### Artikel:
== == ==
Pahlawan dari Bilik-bilik Pesantren

Di tengah hiruk-pikuk perjuangan kemerdekaan Indonesia, sejarah sering menyorot tokoh-tokoh besar yang tampil di panggung nasional. Namun, di balik cahaya itu, ada kisah perjuangan lain yang berlangsung dalam sunyi — di bilik-bilik pesantren. Dari ruang-ruang sederhana beralas tikar itu, lahirlah para pahlawan sejati: mereka berjuang bukan demi nama, tapi demi bangsa, agama, dan kemanusiaan.

Sebuah catatan sejarah yang tidak akan pernah hilang ditelan zaman. Pahlawan merupakan sosok yang akan selalu dikenang. Karena pengorbanan mereka, bangsa Indonesia terbebas dari cengkeraman penjajah. Momentum ini harus kita jadikan peluang untuk membangun bangsa. Menciptakan kedamaian. Melahirkan inovasi yang berpihak kepada rakyat kebanyakan. Kemakmuran rakyat menjadi tanggung jawab kita semua.
== == ==
### Entri Data:
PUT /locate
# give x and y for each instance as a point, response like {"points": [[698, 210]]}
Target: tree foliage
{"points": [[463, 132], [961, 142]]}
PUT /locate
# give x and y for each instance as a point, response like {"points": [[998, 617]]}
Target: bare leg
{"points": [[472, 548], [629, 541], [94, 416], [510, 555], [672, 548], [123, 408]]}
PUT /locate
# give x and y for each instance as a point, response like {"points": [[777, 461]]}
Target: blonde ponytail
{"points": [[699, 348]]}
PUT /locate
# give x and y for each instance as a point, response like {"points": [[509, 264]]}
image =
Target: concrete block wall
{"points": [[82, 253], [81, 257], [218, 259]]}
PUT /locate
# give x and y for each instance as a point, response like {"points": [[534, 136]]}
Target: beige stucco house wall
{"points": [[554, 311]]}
== == ==
### Yang Harus Dikerjakan:
- 1) Tuliskan tanpa perubahan bagian artikel tentang pahlawan pesantren yang dimulai dari "Pahlawan dari Bilik-bilik" dan berakhir pada "agama, dan kemanusiaan.".
- 2) Tentukan apakah setiap pernyataan berikut sesuai dengan artikel tentang pahlawan pesantren. Jawab ya atau tidak, lalu kutip kata-kata artikel yang menjadi penentunya.
(a) Sejarah sering menyorot tokoh-tokoh besar yang tampil di panggung nasional.
(b) Para pahlawan dari pesantren berjuang demi nama.
(c) Kemakmuran rakyat hanya menjadi tanggung jawab pemerintah.

### Daftar Jawaban:
- 1)
Pahlawan dari Bilik-bilik Pesantren

Di tengah hiruk-pikuk perjuangan kemerdekaan Indonesia, sejarah sering menyorot tokoh-tokoh besar yang tampil di panggung nasional. Namun, di balik cahaya itu, ada kisah perjuangan lain yang berlangsung dalam sunyi — di bilik-bilik pesantren. Dari ruang-ruang sederhana beralas tikar itu, lahirlah para pahlawan sejati: mereka berjuang bukan demi nama, tapi demi bangsa, agama, dan kemanusiaan.

- 2)
(a) Ya: "sejarah sering menyorot tokoh-tokoh besar yang tampil di panggung nasional"
(b) Tidak: "mereka berjuang bukan demi nama, tapi demi bangsa, agama, dan kemanusiaan"
(c) Tidak: "Kemakmuran rakyat menjadi tanggung jawab kita semua."